* [TEXT PASSAGE]
....
Christmas... How was yours? It wasn't too bad,
considering... I can't say it was everything we ever wanted, although Oscar
racing round the flat saying "This is the BEST Christmas EVER!", meant
at least one of us was fully satisfied. We split the day: I went to the
hospital in the morning and opened Sam's presents - he had an enormous sackful
off the hospital - as well as ones we had bought; Matt went in the afternoon
while I assembled our canapé dinner: I'm calling it "A Taste of Christmas
TM." We drank champagne and opened presents and watched TV and it was as
lovely as it could be, which is to say there was a bit of a gap and we couldn't
fill it.
But now it's done and we can crack on with all that January
has to offer. In 10 days time Oscar will hopefully be going for his bone marrow
harvest (I feel a shade Mrs Coulter about this) and in 11 days Sam will get
that all-important transfusion of stem cells which will hopefully travel
through his currently on-the-dole thymus gland and become precious T cells
which will give him immunity against most of what life has to offer. He'll
never generate his own B cells, so he will probably have to have weekly immuno-globulin
transfusions for the rest of his life, but that's half an hour and we can do it
at home and abroad, so that seems a fair trade-off.
In the meantime, life progresses at the pace of a snail
wading through molasses in flippers. When every day is the same - the only
difference being whether you do the morning or afternoon shift with Sam - time
drifts meaninglessly past. It's like being permanently stuck in post-Christmas
week: there's no sense of what day it is or anything to differentiate it from the
day before other than the weekly subcuvia (the t cell transfusion he has on
Thursdays) and whether Oscar has done a poo... (Seriously. He goes every other
day so it's quite a good event to keep track of. A poo clock. Every home should
have one.) I prefer the morning shift: there's so much to do. Once you're in,
Sam has to be fed and dressed, his bed changed, washed clothes put away, play
mat put out... It can easily take well over an hour and before you know it it's
10:45am and Modern Family (the JOY of Sky!!) or House is on and away the day
goes.
....
* [EXTRACTED ENTRIES]
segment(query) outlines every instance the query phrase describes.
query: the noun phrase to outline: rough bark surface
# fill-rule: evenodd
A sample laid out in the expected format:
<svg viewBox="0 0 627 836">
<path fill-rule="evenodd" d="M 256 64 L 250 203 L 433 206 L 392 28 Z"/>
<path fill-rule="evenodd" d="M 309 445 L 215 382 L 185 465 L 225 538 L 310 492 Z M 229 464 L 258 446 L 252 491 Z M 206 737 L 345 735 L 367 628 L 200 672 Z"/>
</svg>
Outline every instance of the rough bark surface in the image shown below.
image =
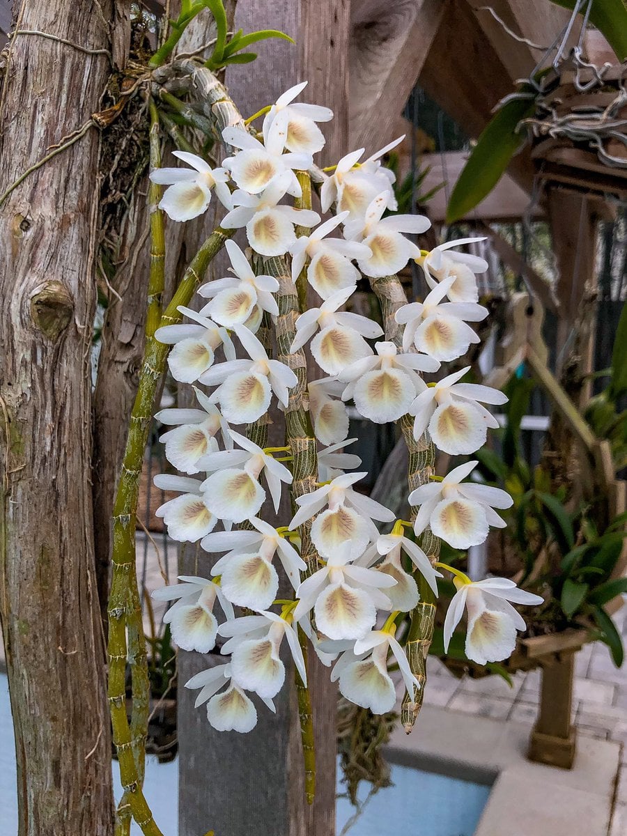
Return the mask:
<svg viewBox="0 0 627 836">
<path fill-rule="evenodd" d="M 108 46 L 108 3 L 23 0 L 21 29 Z M 0 193 L 98 110 L 109 71 L 36 35 L 10 48 Z M 90 349 L 99 135 L 90 127 L 0 207 L 0 612 L 20 836 L 109 836 L 109 717 L 94 579 Z"/>
</svg>

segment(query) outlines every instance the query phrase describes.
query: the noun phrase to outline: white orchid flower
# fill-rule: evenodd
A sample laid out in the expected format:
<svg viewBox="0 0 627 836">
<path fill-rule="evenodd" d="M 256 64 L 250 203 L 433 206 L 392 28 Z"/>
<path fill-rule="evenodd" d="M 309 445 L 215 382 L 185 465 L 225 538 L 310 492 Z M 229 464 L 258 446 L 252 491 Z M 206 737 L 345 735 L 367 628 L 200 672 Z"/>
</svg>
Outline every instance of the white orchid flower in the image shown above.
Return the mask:
<svg viewBox="0 0 627 836">
<path fill-rule="evenodd" d="M 364 217 L 371 201 L 384 191 L 387 196 L 386 206 L 395 209 L 396 201 L 391 187 L 394 176 L 391 172 L 384 173 L 386 170 L 379 165 L 379 158 L 404 138 L 400 136 L 375 151 L 357 168 L 354 166 L 364 153 L 363 148 L 343 156 L 333 174 L 323 183 L 320 191 L 322 211 L 328 212 L 331 204 L 335 202 L 339 212 L 348 212 L 349 219 L 356 221 Z"/>
<path fill-rule="evenodd" d="M 362 708 L 370 708 L 373 714 L 391 711 L 396 702 L 396 691 L 388 673 L 390 650 L 396 660 L 408 693 L 413 696 L 419 686 L 418 680 L 410 670 L 403 648 L 386 630 L 372 630 L 356 641 L 354 650 L 344 652 L 335 663 L 331 681 L 339 680 L 340 694 Z"/>
<path fill-rule="evenodd" d="M 365 276 L 389 276 L 401 270 L 410 258 L 420 257 L 421 251 L 403 232 L 419 234 L 431 227 L 421 215 L 390 215 L 383 217 L 388 207 L 389 192 L 383 191 L 370 202 L 365 216 L 344 227 L 349 240 L 358 240 L 370 247 L 372 255 L 358 261 Z"/>
<path fill-rule="evenodd" d="M 232 654 L 232 670 L 237 682 L 265 699 L 276 696 L 285 681 L 285 665 L 279 658 L 283 639 L 303 682 L 307 684 L 303 650 L 290 623 L 293 609 L 284 613 L 285 617 L 263 611 L 259 615 L 225 622 L 218 628 L 221 635 L 231 637 L 222 652 Z"/>
<path fill-rule="evenodd" d="M 246 227 L 248 243 L 263 256 L 282 256 L 296 243 L 294 224 L 314 227 L 320 222 L 318 212 L 309 209 L 278 206 L 289 189 L 290 178 L 279 175 L 261 194 L 237 190 L 233 193 L 235 209 L 222 221 L 224 229 Z"/>
<path fill-rule="evenodd" d="M 344 389 L 341 381 L 330 377 L 308 384 L 314 435 L 322 444 L 339 444 L 349 434 L 349 413 L 339 400 Z"/>
<path fill-rule="evenodd" d="M 471 343 L 481 342 L 466 322 L 485 319 L 487 308 L 474 302 L 442 303 L 455 280 L 455 276 L 447 276 L 427 293 L 423 303 L 412 302 L 396 311 L 395 319 L 405 325 L 405 351 L 413 344 L 436 359 L 454 360 L 466 354 Z"/>
<path fill-rule="evenodd" d="M 393 578 L 349 563 L 350 543 L 344 543 L 326 564 L 303 580 L 297 590 L 298 621 L 313 608 L 318 629 L 329 639 L 359 639 L 374 626 L 377 606 L 390 608 L 380 590 L 394 586 Z"/>
<path fill-rule="evenodd" d="M 176 470 L 184 473 L 198 473 L 199 461 L 206 453 L 218 449 L 216 436 L 222 434 L 226 447 L 231 448 L 233 441 L 230 428 L 209 398 L 196 386 L 193 387 L 198 403 L 196 409 L 161 410 L 155 418 L 166 426 L 179 425 L 160 436 L 159 441 L 166 445 L 166 458 Z"/>
<path fill-rule="evenodd" d="M 339 290 L 354 289 L 359 271 L 351 264 L 351 258 L 367 258 L 370 250 L 356 241 L 328 238 L 327 236 L 343 223 L 349 212 L 340 212 L 317 227 L 308 236 L 297 238 L 289 247 L 292 254 L 292 279 L 296 282 L 300 272 L 310 259 L 307 268 L 307 280 L 323 299 L 328 299 Z"/>
<path fill-rule="evenodd" d="M 416 534 L 429 526 L 453 548 L 469 548 L 485 541 L 491 525 L 505 528 L 507 523 L 493 509 L 512 507 L 513 500 L 507 491 L 461 482 L 478 463 L 466 461 L 451 470 L 441 482 L 421 485 L 411 492 L 410 505 L 421 506 L 414 524 Z"/>
<path fill-rule="evenodd" d="M 220 404 L 227 421 L 251 423 L 268 411 L 273 392 L 287 406 L 288 390 L 298 381 L 283 363 L 269 359 L 262 344 L 247 328 L 233 325 L 233 330 L 250 359 L 220 363 L 204 372 L 200 380 L 210 386 L 220 385 L 209 400 Z"/>
<path fill-rule="evenodd" d="M 222 130 L 222 139 L 228 145 L 241 150 L 227 157 L 222 165 L 231 172 L 238 188 L 257 195 L 273 181 L 287 176 L 286 191 L 294 197 L 303 194 L 294 174 L 307 171 L 314 165 L 311 154 L 283 154 L 287 139 L 287 125 L 283 120 L 263 124 L 263 142 L 255 139 L 247 130 L 227 127 Z M 227 228 L 227 227 L 225 227 Z"/>
<path fill-rule="evenodd" d="M 244 324 L 255 306 L 278 316 L 278 305 L 273 293 L 278 290 L 273 276 L 256 276 L 248 261 L 234 241 L 227 241 L 227 252 L 234 276 L 208 282 L 198 288 L 201 296 L 212 301 L 203 308 L 215 322 L 227 328 Z"/>
<path fill-rule="evenodd" d="M 377 549 L 377 543 L 373 543 L 364 554 L 355 561 L 359 566 L 371 568 L 375 563 L 377 572 L 390 575 L 396 581 L 395 586 L 386 589 L 385 594 L 390 599 L 390 609 L 401 613 L 409 613 L 415 607 L 421 599 L 418 585 L 412 576 L 403 568 L 400 562 L 400 548 L 390 548 L 383 560 Z M 380 563 L 377 563 L 380 561 Z"/>
<path fill-rule="evenodd" d="M 253 531 L 214 532 L 201 546 L 206 552 L 229 549 L 212 568 L 212 575 L 221 575 L 220 585 L 229 601 L 251 609 L 267 609 L 278 590 L 278 575 L 273 565 L 275 554 L 294 589 L 307 565 L 271 525 L 257 517 L 250 522 Z"/>
<path fill-rule="evenodd" d="M 155 332 L 155 339 L 174 348 L 168 354 L 168 366 L 175 380 L 194 383 L 213 365 L 216 349 L 224 347 L 228 359 L 235 359 L 235 349 L 227 329 L 217 325 L 198 311 L 179 305 L 176 308 L 196 325 L 163 325 Z"/>
<path fill-rule="evenodd" d="M 191 221 L 206 211 L 212 189 L 227 209 L 232 209 L 228 172 L 224 168 L 212 169 L 202 157 L 188 151 L 172 151 L 176 157 L 191 166 L 188 168 L 157 168 L 150 171 L 153 183 L 168 186 L 159 203 L 172 221 Z"/>
<path fill-rule="evenodd" d="M 211 537 L 212 535 L 210 534 L 209 536 Z M 396 577 L 397 569 L 400 567 L 402 552 L 405 552 L 409 557 L 414 566 L 415 566 L 433 590 L 433 594 L 437 597 L 437 579 L 442 576 L 440 572 L 437 572 L 433 568 L 429 558 L 427 558 L 421 547 L 403 534 L 403 523 L 401 521 L 397 521 L 395 523 L 394 528 L 389 534 L 380 534 L 377 538 L 376 543 L 364 553 L 363 558 L 360 558 L 357 563 L 370 568 L 378 559 L 379 556 L 385 555 L 385 561 L 383 563 L 380 563 L 377 568 L 380 571 L 385 571 L 392 577 Z M 386 568 L 384 568 L 384 567 Z M 400 579 L 399 579 L 399 584 L 401 584 Z M 391 599 L 391 593 L 390 597 Z M 396 606 L 394 601 L 392 601 L 392 606 L 395 609 L 405 611 L 404 608 Z"/>
<path fill-rule="evenodd" d="M 227 684 L 226 691 L 222 694 L 217 693 Z M 185 687 L 201 688 L 195 706 L 197 708 L 209 701 L 206 716 L 217 731 L 246 734 L 257 725 L 257 710 L 243 688 L 233 679 L 230 662 L 201 670 L 188 680 Z M 267 705 L 274 711 L 271 701 L 268 701 Z"/>
<path fill-rule="evenodd" d="M 198 479 L 160 473 L 153 482 L 162 491 L 182 492 L 180 497 L 164 502 L 155 512 L 155 517 L 163 518 L 168 535 L 173 540 L 197 543 L 215 528 L 217 517 L 205 503 Z"/>
<path fill-rule="evenodd" d="M 176 601 L 163 616 L 169 624 L 172 639 L 181 650 L 208 653 L 216 645 L 217 621 L 213 614 L 216 599 L 227 619 L 235 617 L 233 608 L 220 587 L 206 578 L 179 575 L 182 584 L 172 584 L 155 589 L 155 601 Z"/>
<path fill-rule="evenodd" d="M 461 247 L 463 244 L 472 244 L 485 240 L 483 237 L 447 241 L 435 247 L 426 256 L 418 259 L 429 287 L 435 288 L 437 282 L 452 276 L 453 282 L 446 291 L 449 299 L 451 302 L 478 302 L 479 290 L 477 286 L 476 273 L 485 273 L 488 268 L 487 262 L 485 258 L 472 255 L 470 252 L 448 251 L 453 247 Z M 437 279 L 437 282 L 435 279 Z"/>
<path fill-rule="evenodd" d="M 504 404 L 507 398 L 491 386 L 457 383 L 470 366 L 442 378 L 435 386 L 421 392 L 410 412 L 415 415 L 414 437 L 429 432 L 438 450 L 451 456 L 473 453 L 485 444 L 487 427 L 498 421 L 478 401 Z"/>
<path fill-rule="evenodd" d="M 516 647 L 517 630 L 527 629 L 525 620 L 509 603 L 540 604 L 543 599 L 519 589 L 506 578 L 487 578 L 471 581 L 456 571 L 453 580 L 457 591 L 453 595 L 444 621 L 444 649 L 467 610 L 466 655 L 478 665 L 501 662 L 512 655 Z"/>
<path fill-rule="evenodd" d="M 231 431 L 241 450 L 207 453 L 202 468 L 214 472 L 201 485 L 205 502 L 222 520 L 242 522 L 254 517 L 263 504 L 266 492 L 259 484 L 262 472 L 273 499 L 274 510 L 281 502 L 281 483 L 292 483 L 292 474 L 280 461 L 250 439 Z M 207 532 L 208 533 L 208 532 Z"/>
<path fill-rule="evenodd" d="M 324 136 L 316 122 L 329 122 L 333 110 L 319 104 L 293 104 L 303 92 L 307 82 L 303 81 L 286 90 L 278 97 L 263 120 L 264 135 L 275 120 L 279 120 L 285 131 L 285 147 L 301 154 L 316 154 L 324 147 Z"/>
<path fill-rule="evenodd" d="M 372 349 L 364 338 L 379 337 L 383 333 L 376 323 L 366 317 L 338 310 L 352 293 L 352 288 L 339 290 L 320 308 L 310 308 L 296 320 L 296 338 L 290 351 L 298 351 L 316 334 L 311 353 L 329 375 L 337 375 L 351 363 L 371 356 Z M 319 329 L 319 334 L 316 334 Z"/>
<path fill-rule="evenodd" d="M 437 371 L 440 363 L 426 354 L 399 354 L 394 343 L 375 344 L 376 354 L 357 360 L 339 375 L 349 381 L 342 400 L 353 398 L 360 415 L 375 424 L 406 415 L 426 388 L 418 371 Z"/>
</svg>

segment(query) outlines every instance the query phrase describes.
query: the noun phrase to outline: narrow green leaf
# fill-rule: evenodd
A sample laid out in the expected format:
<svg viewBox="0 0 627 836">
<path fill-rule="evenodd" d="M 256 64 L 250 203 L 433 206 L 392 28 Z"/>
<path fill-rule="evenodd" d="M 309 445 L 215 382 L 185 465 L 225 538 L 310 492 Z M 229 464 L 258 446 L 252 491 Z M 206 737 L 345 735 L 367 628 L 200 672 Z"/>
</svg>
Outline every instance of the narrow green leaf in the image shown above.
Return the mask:
<svg viewBox="0 0 627 836">
<path fill-rule="evenodd" d="M 234 35 L 225 48 L 224 57 L 227 58 L 233 53 L 249 47 L 251 43 L 257 43 L 257 41 L 264 41 L 268 38 L 280 38 L 284 41 L 289 41 L 290 43 L 296 43 L 293 38 L 286 35 L 284 32 L 279 32 L 278 29 L 260 29 L 259 32 L 251 32 L 247 35 Z"/>
<path fill-rule="evenodd" d="M 601 631 L 601 641 L 605 642 L 608 645 L 609 652 L 612 654 L 614 664 L 617 668 L 619 668 L 623 664 L 624 653 L 623 650 L 623 640 L 620 638 L 620 634 L 616 630 L 616 624 L 608 615 L 603 607 L 594 607 L 593 618 Z"/>
<path fill-rule="evenodd" d="M 612 532 L 604 534 L 599 541 L 599 548 L 595 551 L 591 558 L 586 561 L 589 566 L 598 566 L 609 577 L 614 570 L 616 562 L 623 551 L 624 532 Z"/>
<path fill-rule="evenodd" d="M 227 21 L 227 11 L 222 0 L 202 0 L 204 4 L 213 15 L 216 21 L 216 45 L 213 48 L 210 61 L 219 65 L 224 54 L 224 48 L 227 43 L 227 33 L 228 31 L 228 23 Z"/>
<path fill-rule="evenodd" d="M 619 327 L 614 338 L 610 390 L 614 400 L 627 391 L 627 303 L 623 305 Z"/>
<path fill-rule="evenodd" d="M 589 600 L 600 607 L 613 600 L 617 595 L 622 595 L 624 592 L 627 592 L 627 578 L 617 578 L 616 580 L 609 580 L 605 584 L 601 584 L 596 589 L 593 589 Z"/>
<path fill-rule="evenodd" d="M 571 618 L 584 603 L 589 589 L 588 584 L 579 584 L 571 578 L 567 578 L 563 582 L 560 604 L 568 618 Z"/>
<path fill-rule="evenodd" d="M 575 0 L 552 0 L 552 3 L 571 11 L 575 8 Z M 581 8 L 585 9 L 586 4 L 583 3 Z M 624 0 L 593 0 L 589 20 L 604 33 L 619 60 L 624 61 L 627 58 L 627 7 Z"/>
<path fill-rule="evenodd" d="M 522 92 L 530 86 L 523 85 Z M 459 221 L 497 185 L 524 140 L 517 128 L 535 112 L 535 99 L 512 99 L 500 108 L 483 129 L 455 184 L 446 206 L 446 223 Z"/>
<path fill-rule="evenodd" d="M 550 493 L 537 493 L 536 496 L 548 511 L 547 517 L 556 538 L 563 552 L 569 552 L 574 543 L 573 521 L 563 505 Z M 565 547 L 565 548 L 564 548 Z"/>
</svg>

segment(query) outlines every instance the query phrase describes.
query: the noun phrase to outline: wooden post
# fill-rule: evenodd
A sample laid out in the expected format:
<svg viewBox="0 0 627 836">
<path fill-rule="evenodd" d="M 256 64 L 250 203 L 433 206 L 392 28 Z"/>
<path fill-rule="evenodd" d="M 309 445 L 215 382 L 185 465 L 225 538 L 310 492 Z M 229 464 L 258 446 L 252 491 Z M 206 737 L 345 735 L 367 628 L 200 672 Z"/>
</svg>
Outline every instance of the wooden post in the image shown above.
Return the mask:
<svg viewBox="0 0 627 836">
<path fill-rule="evenodd" d="M 237 8 L 235 28 L 245 32 L 276 28 L 296 45 L 272 40 L 255 45 L 258 59 L 227 74 L 229 91 L 244 116 L 272 104 L 299 81 L 309 84 L 301 99 L 330 107 L 334 121 L 323 125 L 327 144 L 317 162 L 336 162 L 348 147 L 349 4 L 347 0 L 282 0 L 268 4 L 247 0 Z M 244 242 L 242 242 L 242 243 Z M 270 437 L 280 425 L 270 426 Z M 282 440 L 270 443 L 283 444 Z M 288 522 L 286 508 L 281 524 Z M 181 571 L 202 574 L 209 558 L 195 548 L 181 553 Z M 224 657 L 209 657 L 219 664 Z M 288 660 L 285 659 L 286 663 Z M 209 663 L 211 664 L 211 662 Z M 204 708 L 194 708 L 195 693 L 182 684 L 207 666 L 207 657 L 179 654 L 178 733 L 180 752 L 179 828 L 181 836 L 329 836 L 334 833 L 336 690 L 311 652 L 309 688 L 314 701 L 317 761 L 316 798 L 304 798 L 303 752 L 293 683 L 288 666 L 286 684 L 275 700 L 276 715 L 259 701 L 257 726 L 247 735 L 217 732 Z M 254 699 L 254 698 L 253 698 Z"/>
<path fill-rule="evenodd" d="M 572 721 L 576 651 L 543 662 L 540 711 L 531 733 L 528 757 L 551 767 L 570 769 L 575 756 L 576 727 Z"/>
<path fill-rule="evenodd" d="M 16 2 L 13 28 L 24 32 L 4 54 L 0 616 L 20 836 L 113 829 L 90 483 L 100 141 L 91 115 L 110 72 L 112 5 Z"/>
</svg>

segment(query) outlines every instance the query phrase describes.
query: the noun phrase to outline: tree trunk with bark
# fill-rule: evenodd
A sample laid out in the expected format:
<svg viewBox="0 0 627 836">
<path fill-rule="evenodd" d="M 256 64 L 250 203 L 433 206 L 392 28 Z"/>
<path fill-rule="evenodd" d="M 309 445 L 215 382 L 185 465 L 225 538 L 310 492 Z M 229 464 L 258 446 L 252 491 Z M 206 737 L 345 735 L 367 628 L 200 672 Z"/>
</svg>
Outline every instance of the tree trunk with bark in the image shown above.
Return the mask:
<svg viewBox="0 0 627 836">
<path fill-rule="evenodd" d="M 110 12 L 106 0 L 17 3 L 3 82 L 0 194 L 77 137 L 0 205 L 0 613 L 20 836 L 112 830 L 89 421 L 99 144 L 89 123 L 110 70 L 107 53 L 90 50 L 108 49 Z"/>
</svg>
....
* [TASK REQUIREMENTS]
1 – Rewrite the Christmas passage starting at "But now it's" and ending at "a fair trade-off.", with "stem cells" changed to "donor cells".
2 – Carry the Christmas passage on from its final sentence.
The data above are separate material and have no connection to the Christmas passage.

* [TASK RESULTS]
1 –
But now it's done and we can crack on with all that January
has to offer. In 10 days time Oscar will hopefully be going for his bone marrow
harvest (I feel a shade Mrs Coulter about this) and in 11 days Sam will get
that all-important transfusion of donor cells which will hopefully travel
through his currently on-the-dole thymus gland and become precious T cells
which will give him immunity against most of what life has to offer. He'll
never generate his own B cells, so he will probably have to have weekly immuno-globulin
transfusions for the rest of his life, but that's half an hour and we can do it
at home and abroad, so that seems a fair trade-off.

2 –
As does Sam... he's practising rolling from back to front,
he's teething so the drool is near-constant and he's WEANING!!! And some...
every day at 12pm he gulps down a 70g Ella's sachet of fruit or veg puree. So
far he loves mango, apple, pear, parsnip and banana; peas, carrot and sweet
potato much less so. But we have time, so so much time, for him to learn to
love his veg.
And every day the doctors come in and listen to his chest
and ask if there's a rash, is he being sick, has his cough come back and every
day we say "No" and feel slightly fraudulent as Sam rolls and chats
and kicks, but there is no denying the paperwork, those lines and numbers on
paper that says Sam is not the child he's pretending to be. We try not to hear
the screams from one of the older children in a room nearby, do not ever
mention it to each other that someone else's child isn't having an easy time of
it, is in seemingly unremitting pain; we seal ourselves off from it in our
hermetic bubble because someone else's pain is just unbearable right now. And so we trickle on, hoping every day that our particular roll of luck in this unlucky game of DNA dice continues, that we can be out of there in 8 weeks and home, creating another bubble, it's true, but at least one of our own making.